■ Task requirements ■
Lay out the lines below as a Markdown table with the columns "No." and "Line", one row per line, numbering rows from 1 and omitting blank lines.
==============================
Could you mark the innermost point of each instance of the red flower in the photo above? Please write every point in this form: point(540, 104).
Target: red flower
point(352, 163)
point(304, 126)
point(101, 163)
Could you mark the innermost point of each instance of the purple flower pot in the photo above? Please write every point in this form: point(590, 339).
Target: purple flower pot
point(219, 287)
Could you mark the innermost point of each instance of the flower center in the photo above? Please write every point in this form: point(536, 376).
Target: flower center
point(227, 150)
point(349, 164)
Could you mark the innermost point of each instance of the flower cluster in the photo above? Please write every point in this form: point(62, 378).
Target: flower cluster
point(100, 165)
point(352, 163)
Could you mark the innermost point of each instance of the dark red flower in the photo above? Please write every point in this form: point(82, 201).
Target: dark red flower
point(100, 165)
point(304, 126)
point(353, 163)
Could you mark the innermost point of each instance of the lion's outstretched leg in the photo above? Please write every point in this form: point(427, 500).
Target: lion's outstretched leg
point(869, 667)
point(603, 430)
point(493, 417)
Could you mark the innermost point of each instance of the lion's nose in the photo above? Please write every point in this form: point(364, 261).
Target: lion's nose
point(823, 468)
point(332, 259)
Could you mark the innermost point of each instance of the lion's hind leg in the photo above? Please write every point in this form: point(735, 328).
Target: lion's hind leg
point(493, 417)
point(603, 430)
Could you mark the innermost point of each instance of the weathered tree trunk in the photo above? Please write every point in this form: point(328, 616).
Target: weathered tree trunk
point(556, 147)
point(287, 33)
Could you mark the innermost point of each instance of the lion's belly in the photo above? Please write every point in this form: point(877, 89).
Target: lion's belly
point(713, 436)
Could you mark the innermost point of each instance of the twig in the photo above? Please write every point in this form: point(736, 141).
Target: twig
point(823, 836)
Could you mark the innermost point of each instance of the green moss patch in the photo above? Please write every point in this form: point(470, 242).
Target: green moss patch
==============================
■ Full solution ■
| No. | Line |
|---|---|
| 1 | Could you mark the innermost point of each instance of the red flower in the photo above? Please write every point in this form: point(540, 104). |
| 2 | Target: red flower |
| 3 | point(352, 163) |
| 4 | point(304, 126) |
| 5 | point(101, 163) |
| 6 | Could you mark the innermost point of each instance of the purple flower pot in the photo above? Please write every point in this form: point(590, 339). |
| 7 | Target: purple flower pot |
| 8 | point(219, 287) |
| 9 | Could you mark the innermost point of each instance of the flower center in the photo above? Please write every point in this form: point(536, 376). |
| 10 | Target: flower center |
| 11 | point(227, 150) |
| 12 | point(349, 164) |
| 13 | Could you mark the innermost point of each instance of the flower cluster in the photo above? Please write every point in this form: point(62, 378). |
| 14 | Target: flower cluster |
| 15 | point(100, 165) |
| 16 | point(352, 163) |
| 17 | Could you mark the innermost point of each instance of the dark red flower in the photo above? Please write every point in this form: point(82, 201). |
| 18 | Target: dark red flower |
| 19 | point(100, 165) |
| 20 | point(304, 126) |
| 21 | point(353, 163) |
| 22 | Could you mark the innermost point of each instance of the lion's outstretched leg in the photo above? Please write every point in this form: point(427, 500). |
| 23 | Target: lion's outstretched leg |
| 24 | point(869, 667) |
| 25 | point(603, 430) |
| 26 | point(493, 417) |
| 27 | Could you mark the innermost point of each instance of the lion's nose in the photo above? Please write every point in this form: point(364, 261). |
| 28 | Target: lion's nose |
| 29 | point(823, 468) |
| 30 | point(332, 259) |
| 31 | Could you mark the innermost point of each instance of the lion's hind leg in the photo above? Please write every point in this form: point(735, 328). |
| 32 | Target: lion's hind leg |
| 33 | point(493, 417) |
| 34 | point(603, 430) |
| 35 | Could you mark the innermost point of each instance of the weathered tree trunk in the photo above? Please write every point in this form: point(328, 616). |
| 36 | Target: weathered tree trunk |
| 37 | point(556, 147) |
| 38 | point(287, 33) |
| 39 | Could you mark the innermost point of each instance of the lion's belly in the photo above? Please write every point in this form: point(877, 89). |
| 40 | Target: lion's belly |
| 41 | point(713, 436) |
| 42 | Could you mark the innermost point of each instance of the twig in the photo above? Please write every point in this form: point(736, 141). |
| 43 | Target: twig |
| 44 | point(823, 836) |
| 45 | Could you mark the innermost point of each instance of the green moss patch in the photo above? Please write every point in this form: point(470, 242). |
| 46 | Target: green moss patch |